_To be done_:
**1)** Print the stretch of the Statalist post on the insheet delimiter problem from "On Mon, Nov" through "the txt files.".
**2)** Proceed with the Statalist post on the insheet delimiter problem, starting right after its last line.
-- BEGIN Quoted text --
Statalist


[Date Prev][Date Next][Thread Prev][Thread Next][Date Index][Thread Index]

Re: st: insheet delimiter problem


From   "Ada Ma" <heu034@googlemail.com>
To   statalist@hsphsun2.harvard.edu
Subject   Re: st: insheet delimiter problem
Date   Mon, 10 Nov 2008 12:26:43 +0000

On Mon, Nov 10, 2008 at 11:58 AM, Neil Shephard <nshephard@nhs.net> wrote:
> Ada Ma wrote:
>> Hi Statalist,
>>
>> Is there a way to stop Stata seeing double quotes as delimiters?  I
>> have data files in txt format, the data is pipe (|) delimited, but the
>> people who generated the data also use double quotes (") to specify
>> missing variables so I got a large number of pipes with a couple of
>> double quotes I find in the txt files.
-- END Quoted text --
-- BEGIN Information shown --
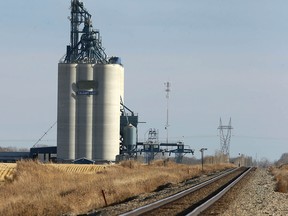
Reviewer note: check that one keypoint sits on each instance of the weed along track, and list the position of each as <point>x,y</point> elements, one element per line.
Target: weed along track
<point>194,199</point>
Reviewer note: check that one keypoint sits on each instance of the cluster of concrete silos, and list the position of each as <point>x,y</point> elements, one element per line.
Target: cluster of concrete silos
<point>89,110</point>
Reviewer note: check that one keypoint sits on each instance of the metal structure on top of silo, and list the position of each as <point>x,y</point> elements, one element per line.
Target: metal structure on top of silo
<point>225,138</point>
<point>90,86</point>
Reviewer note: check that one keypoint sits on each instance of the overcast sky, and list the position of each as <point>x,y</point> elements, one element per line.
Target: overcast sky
<point>223,58</point>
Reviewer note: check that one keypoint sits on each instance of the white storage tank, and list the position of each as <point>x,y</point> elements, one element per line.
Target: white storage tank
<point>107,111</point>
<point>84,107</point>
<point>90,86</point>
<point>129,136</point>
<point>66,113</point>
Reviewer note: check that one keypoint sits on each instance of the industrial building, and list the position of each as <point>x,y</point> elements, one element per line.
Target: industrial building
<point>93,123</point>
<point>90,89</point>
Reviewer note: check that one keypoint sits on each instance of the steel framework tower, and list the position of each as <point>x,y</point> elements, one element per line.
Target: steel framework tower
<point>86,43</point>
<point>225,137</point>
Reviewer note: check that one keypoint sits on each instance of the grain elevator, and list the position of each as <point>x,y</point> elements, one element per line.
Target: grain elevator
<point>90,88</point>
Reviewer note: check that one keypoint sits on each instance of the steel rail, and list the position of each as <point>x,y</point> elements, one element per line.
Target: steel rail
<point>212,200</point>
<point>174,197</point>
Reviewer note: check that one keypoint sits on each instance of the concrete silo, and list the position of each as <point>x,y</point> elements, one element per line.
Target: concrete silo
<point>90,86</point>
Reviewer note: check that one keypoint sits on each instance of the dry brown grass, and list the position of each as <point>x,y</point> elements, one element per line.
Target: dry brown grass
<point>6,170</point>
<point>38,189</point>
<point>281,177</point>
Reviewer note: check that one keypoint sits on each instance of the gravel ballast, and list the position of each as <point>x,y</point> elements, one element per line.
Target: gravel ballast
<point>254,196</point>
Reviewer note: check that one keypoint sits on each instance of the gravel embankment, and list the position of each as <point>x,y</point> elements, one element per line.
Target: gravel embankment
<point>254,196</point>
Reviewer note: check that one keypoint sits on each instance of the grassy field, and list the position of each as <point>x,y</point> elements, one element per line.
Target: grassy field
<point>40,189</point>
<point>281,177</point>
<point>6,170</point>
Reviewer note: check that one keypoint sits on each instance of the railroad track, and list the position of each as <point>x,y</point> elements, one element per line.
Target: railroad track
<point>193,200</point>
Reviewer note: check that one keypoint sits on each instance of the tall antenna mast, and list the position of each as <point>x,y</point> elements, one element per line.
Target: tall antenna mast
<point>225,137</point>
<point>167,90</point>
<point>85,41</point>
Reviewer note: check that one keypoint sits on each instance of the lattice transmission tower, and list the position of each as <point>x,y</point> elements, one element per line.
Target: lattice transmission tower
<point>225,137</point>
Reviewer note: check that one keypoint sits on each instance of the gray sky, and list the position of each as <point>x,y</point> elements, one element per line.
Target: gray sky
<point>224,59</point>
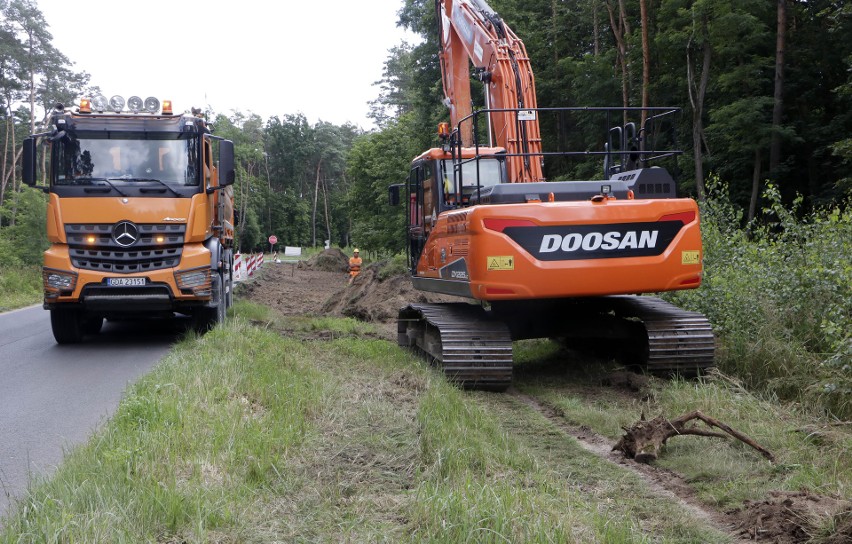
-- END Information shown --
_Per-task answers_:
**1)**
On Mon, Nov 10, 2008 at 11:58 AM, Neil Shephard <nshephard@nhs.net> wrote:
> Ada Ma wrote:
>> Hi Statalist,
>>
>> Is there a way to stop Stata seeing double quotes as delimiters?  I
>> have data files in txt format, the data is pipe (|) delimited, but the
>> people who generated the data also use double quotes (") to specify
>> missing variables so I got a large number of pipes with a couple of
>> double quotes I find in the txt files.

**2)**
>>
>> I can read the data in Stata fine - only if I open up the text files
>> and remove all the double quotes before I -insheet- the data with pipe
>> specified as the delimiter.  If would be nice if I don't have to check
>> for double quotes first because it would save me the time opening up
>> the data files twice - first for getting rid of double quotes and
>> another for reading it into Stata.
>>
> Without seeing an example I don't understand the problem.  It sounds as
> though you are using the -delimiter("char")- option, e.g.
>
> insheet using [path/to/your/file/filename], delim("|") clear
>
> So its irrelevant what the people who generated the data used to sepcify
> the missing variable (which you indicate to be double quotes), the
> delimiter is "|" and is explicitly defined and anything between these
> delimiteres is considered by Stata to be a variable.
>
> This may result in some data that is intended to be numeric being read
> as string, but you can -destring- or otherwise convert afterwards.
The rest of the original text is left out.